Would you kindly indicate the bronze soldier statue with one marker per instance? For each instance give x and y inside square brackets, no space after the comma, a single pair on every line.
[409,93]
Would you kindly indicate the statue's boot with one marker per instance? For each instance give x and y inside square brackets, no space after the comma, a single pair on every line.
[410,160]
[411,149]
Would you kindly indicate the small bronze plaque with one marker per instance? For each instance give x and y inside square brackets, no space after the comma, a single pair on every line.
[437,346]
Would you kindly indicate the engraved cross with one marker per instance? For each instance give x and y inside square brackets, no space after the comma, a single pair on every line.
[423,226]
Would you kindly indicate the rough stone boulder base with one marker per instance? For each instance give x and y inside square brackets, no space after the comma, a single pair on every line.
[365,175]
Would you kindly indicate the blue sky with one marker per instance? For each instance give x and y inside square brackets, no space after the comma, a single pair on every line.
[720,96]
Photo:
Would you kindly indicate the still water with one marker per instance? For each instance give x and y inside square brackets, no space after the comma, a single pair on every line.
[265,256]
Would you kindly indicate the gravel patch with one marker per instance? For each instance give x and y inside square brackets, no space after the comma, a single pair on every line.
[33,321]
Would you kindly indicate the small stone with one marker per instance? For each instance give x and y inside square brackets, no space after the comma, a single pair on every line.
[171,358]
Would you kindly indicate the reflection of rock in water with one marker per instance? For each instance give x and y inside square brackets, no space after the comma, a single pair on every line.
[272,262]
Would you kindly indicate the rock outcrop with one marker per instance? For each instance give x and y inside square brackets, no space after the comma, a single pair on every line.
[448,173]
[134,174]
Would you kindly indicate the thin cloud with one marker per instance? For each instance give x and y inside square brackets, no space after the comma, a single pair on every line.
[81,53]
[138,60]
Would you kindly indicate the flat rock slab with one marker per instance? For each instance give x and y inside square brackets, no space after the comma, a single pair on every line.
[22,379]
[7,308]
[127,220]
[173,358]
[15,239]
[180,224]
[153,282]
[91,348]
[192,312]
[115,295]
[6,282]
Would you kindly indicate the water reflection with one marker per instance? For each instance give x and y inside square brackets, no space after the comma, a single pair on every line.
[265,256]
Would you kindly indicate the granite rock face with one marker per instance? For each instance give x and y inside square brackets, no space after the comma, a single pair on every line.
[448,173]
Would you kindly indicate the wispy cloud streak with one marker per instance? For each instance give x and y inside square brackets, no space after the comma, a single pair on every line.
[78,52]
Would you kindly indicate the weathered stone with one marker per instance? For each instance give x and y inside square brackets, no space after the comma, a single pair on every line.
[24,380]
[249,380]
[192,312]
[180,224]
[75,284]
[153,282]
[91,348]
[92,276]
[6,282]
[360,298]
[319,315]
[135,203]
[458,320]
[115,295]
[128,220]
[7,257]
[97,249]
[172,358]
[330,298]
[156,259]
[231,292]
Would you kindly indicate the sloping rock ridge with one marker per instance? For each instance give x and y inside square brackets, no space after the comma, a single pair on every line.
++++++++++++++++++++
▸ **Given request**: Copy the material from the line with "Would you kindly indicate the granite" through the end of the material, substituting "worn stone" for "weathered stone" and leaving all else unchanged.

▸ **Exercise output**:
Would you kindly indicate the granite rock face with one marker per instance? For each instance give x and y inside square brackets, no space after the comma, a single pair on every line.
[448,173]
Would you kindly indicate the wispy cloud streak with one marker per instance? For each instance give x and y inside square brackets, no space after the comma, a single pair on every line.
[78,52]
Would you kindly indicate the worn stone with one marker per instance? For each instance give x and y inside square brackets, no space after the comma, a single pair on every line.
[24,380]
[249,380]
[192,312]
[180,224]
[75,284]
[153,282]
[91,348]
[92,276]
[6,282]
[360,298]
[319,315]
[135,203]
[458,320]
[115,295]
[128,220]
[7,257]
[97,249]
[172,358]
[330,298]
[156,259]
[231,292]
Would you kindly indicate the sloping rock ridge with one marker per instance? For each instance give x and y inside square brackets, no space after the comma, a single pair on every line.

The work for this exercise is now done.